* Your tasks *
1 > According to the Sansa chapter summary, what do Arya and Mycah plan to search for in the Trident?
2 > Pick up the Sansa chapter summary after its final sentence and keep writing it.

* Given text *
+-------+
Synopsis and Summary
Sansa Stark awakens to find her father on another hunt with Robert. So, Sansa joins Septa Mordane for a breakfast in which the eldest daughter of Ned and Catelyn feeds bacon to her direwolf and talks about her upcoming ride in the Queen’s carriage with Queen Cersei and Princess Myrcella. (sigh, do I have to go on)
Yes, Jeff, you do.
[sigh] Okay. The sibling rivalry between Sansa and Arya we glimpsed in Arya’s first chapter re-emerges with Sansa hoping that she would see her betrothed (Joffrey) today, and that the only thing she feared was Arya ruining the experience.
Asking to be excused, Sansa steps outside of Lord Eddard’s tent to find Arya and instead sees a camp in motion. Cart creak, men broke down tents for the movement ahead of them, wagons were loaded. Sansa looks around for Arya and finds her at the banks of the Trident covered in mud, brushing mud off of her direwolf Nymeria.
Sansa instructs Arya to put on something nice. They’re traveling in the queen’s wheelhouse after all, but Arya refuses. Arya and her friend Mycah are going to search for Rhaegar’s rubies in the Trident. And the cart doesn’t even have windows. Instead, Arya will go riding with Mycah, tyvm. Sansa is horrified that Arya wouldn’t find honor in riding with the queen. Sansa hates riding horses and insists that Arya will come ride with the queen. Arya again refuses and tells Sansa that she doesn’t like the queen. She’s going to go out riding with Mycah. Sansa tells Arya that she’ll go by herself and eat every fucking lemon cake and have the best time without her.
Sansa departs, thinking Why couldn’t Arya be sweet and delicate and kind, like Princess Myrcella? She would have liked a sister like that. Sansa reflects on how Arya looks like Jon and once even asked her mother Catelyn if Arya was a bastard too. (She wasn’t).
+-------+
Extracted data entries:
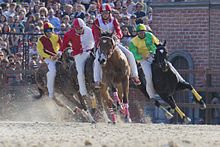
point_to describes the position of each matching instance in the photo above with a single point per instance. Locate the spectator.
(43, 12)
(80, 11)
(30, 20)
(130, 6)
(125, 12)
(55, 21)
(66, 21)
(89, 23)
(92, 10)
(18, 26)
(3, 44)
(11, 10)
(149, 14)
(3, 18)
(68, 10)
(14, 39)
(1, 56)
(126, 36)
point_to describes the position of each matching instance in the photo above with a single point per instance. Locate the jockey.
(143, 47)
(81, 38)
(107, 23)
(48, 46)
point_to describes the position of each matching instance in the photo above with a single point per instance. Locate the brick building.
(192, 31)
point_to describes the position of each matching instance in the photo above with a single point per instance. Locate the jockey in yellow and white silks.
(107, 23)
(143, 47)
(48, 47)
(81, 38)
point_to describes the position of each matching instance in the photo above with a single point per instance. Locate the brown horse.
(116, 72)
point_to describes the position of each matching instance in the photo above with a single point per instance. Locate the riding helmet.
(48, 27)
(141, 27)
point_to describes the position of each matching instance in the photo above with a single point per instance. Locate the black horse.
(166, 83)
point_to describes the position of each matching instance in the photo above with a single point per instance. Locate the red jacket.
(97, 27)
(80, 43)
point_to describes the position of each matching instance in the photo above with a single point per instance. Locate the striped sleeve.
(40, 49)
(134, 50)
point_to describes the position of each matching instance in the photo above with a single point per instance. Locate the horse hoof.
(93, 122)
(127, 119)
(187, 120)
(37, 96)
(202, 105)
(168, 115)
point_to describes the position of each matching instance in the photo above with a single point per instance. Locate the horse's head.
(107, 47)
(66, 57)
(160, 58)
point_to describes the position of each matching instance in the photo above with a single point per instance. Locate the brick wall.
(215, 42)
(193, 28)
(190, 27)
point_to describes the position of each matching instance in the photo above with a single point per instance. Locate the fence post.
(208, 95)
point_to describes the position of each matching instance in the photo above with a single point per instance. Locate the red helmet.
(48, 27)
(78, 22)
(105, 7)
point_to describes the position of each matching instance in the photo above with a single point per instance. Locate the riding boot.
(113, 115)
(118, 103)
(127, 114)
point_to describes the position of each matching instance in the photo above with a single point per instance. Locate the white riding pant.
(97, 69)
(146, 66)
(51, 74)
(128, 54)
(80, 61)
(179, 77)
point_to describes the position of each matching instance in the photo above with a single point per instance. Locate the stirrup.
(97, 85)
(136, 80)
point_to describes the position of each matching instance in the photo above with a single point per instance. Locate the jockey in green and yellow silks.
(143, 46)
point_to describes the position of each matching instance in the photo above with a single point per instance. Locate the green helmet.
(141, 27)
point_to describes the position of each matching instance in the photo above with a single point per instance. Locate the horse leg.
(170, 100)
(185, 85)
(167, 113)
(85, 108)
(125, 89)
(41, 93)
(105, 94)
(117, 100)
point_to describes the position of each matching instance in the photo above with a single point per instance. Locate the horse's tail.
(39, 78)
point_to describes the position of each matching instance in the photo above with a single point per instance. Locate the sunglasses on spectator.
(79, 28)
(106, 12)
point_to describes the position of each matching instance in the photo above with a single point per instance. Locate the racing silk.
(80, 43)
(100, 26)
(142, 48)
(48, 47)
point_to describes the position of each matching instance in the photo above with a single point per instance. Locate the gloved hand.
(150, 58)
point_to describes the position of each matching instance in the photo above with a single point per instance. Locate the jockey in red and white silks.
(81, 38)
(48, 47)
(107, 23)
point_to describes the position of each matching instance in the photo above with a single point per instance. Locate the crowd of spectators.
(28, 17)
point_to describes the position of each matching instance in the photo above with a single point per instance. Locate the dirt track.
(26, 122)
(85, 134)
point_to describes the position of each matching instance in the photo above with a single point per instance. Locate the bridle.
(112, 49)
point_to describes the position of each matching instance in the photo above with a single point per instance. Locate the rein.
(113, 45)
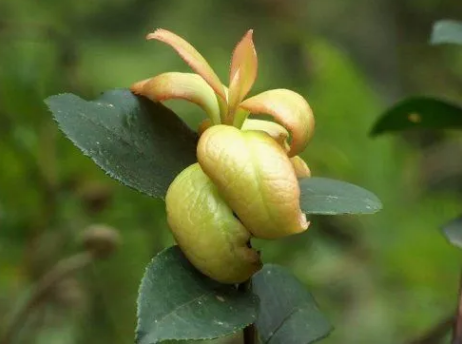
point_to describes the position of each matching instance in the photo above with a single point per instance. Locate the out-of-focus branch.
(457, 334)
(45, 285)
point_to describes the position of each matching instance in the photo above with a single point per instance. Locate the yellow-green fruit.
(255, 177)
(207, 231)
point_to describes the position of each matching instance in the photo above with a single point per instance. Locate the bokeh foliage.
(389, 277)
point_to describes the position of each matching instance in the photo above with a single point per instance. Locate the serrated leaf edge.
(178, 339)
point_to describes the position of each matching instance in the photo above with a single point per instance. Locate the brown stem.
(60, 271)
(250, 332)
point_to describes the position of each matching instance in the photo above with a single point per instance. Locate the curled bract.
(245, 183)
(255, 177)
(204, 226)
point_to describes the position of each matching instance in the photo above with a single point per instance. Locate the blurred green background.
(385, 278)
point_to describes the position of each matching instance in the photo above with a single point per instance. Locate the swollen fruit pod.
(255, 177)
(207, 231)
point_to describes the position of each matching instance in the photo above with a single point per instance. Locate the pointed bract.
+-------+
* Expected answers *
1 > Rhaegar's rubies.

2 >
Wandering back to the camp, Sansa stumbles across a party gathered around the queen’s wheelhouse. The small council has sent riders to escort the king’s party the rest of the way back to King’s Landing. Two seeming knights stand in front of the queen. One adorned in kingsguard white and one in steel plate of a deep forest-green. It’s only then that Sansa realizes that there’s a third man: a gaunt, grim, silent man wearing chainmail and boiled leather. Sansa is terrified of the this man.
The third man turns his head and looks at Sansa, and the girl becomes ever more terrified. She takes a step back and bumps into none other than Sandor Clegane.
You are shaking girl, the man says. Do I frighten you so much?
The Hound did frighten her, but not half as much as the other man did. Sandor laughs, but then Sansa’s direwolf Lady comes up and sends the crowd into a tizzy. The two knights draw their swords, but then Cersei sends Joffrey over to Sansa to “protect” her. The Crown Prince dispatches Sandor Clegane. Sansa admits that her fear is over the other man. They tell Sansa that the scary man is none other than Ser Ilyn Payne: the king’s justice (that is the king’s executioner).
The two men introduce themselves. The first is Ser Barristan Selmy, Lord Commander of the Kingsguard. The other allows Sansa to puzzle out his identity. Sansa correctly surmises that the other man is Lord Renly Baratheon, a terrorist in service of his brother, King Robert.
Queen Cersei then tells Sansa that unfortunately the carriage ride has to be cancelled today on account of small council business, but no worries, the queen tells Joffrey to entertain Sansa. This sends Sansa into a frenzy of romantic feeling. And what shall they do? How about riding, Joffrey suggests.
Oh, I love riding, Sansa replies.
They ride through the land. Joffrey shows Sansa his sword, uh, yeah, we’ll go with that phrasing. His sword is called “Lion’s Tooth.” They leave Sansa’s direwolf behind. They explore the countryside, tracking by the river, exploring a cave, following a shadowcat. They find a holdfast. Joffrey orders wine and food from the people there. They eat fresh trout and drink wine -- more wine than Sansa usually has.
Finally, Joff decides that he wants to head on over to the place where his “father” and Rhaegar met in battle on the Trident 15 years before. They ride to the site, and then they hear a snack, snack, snack. Joffrey unsheathes his sword, and they approach the noise only to find Arya in stick battle with an older boy named Mycah.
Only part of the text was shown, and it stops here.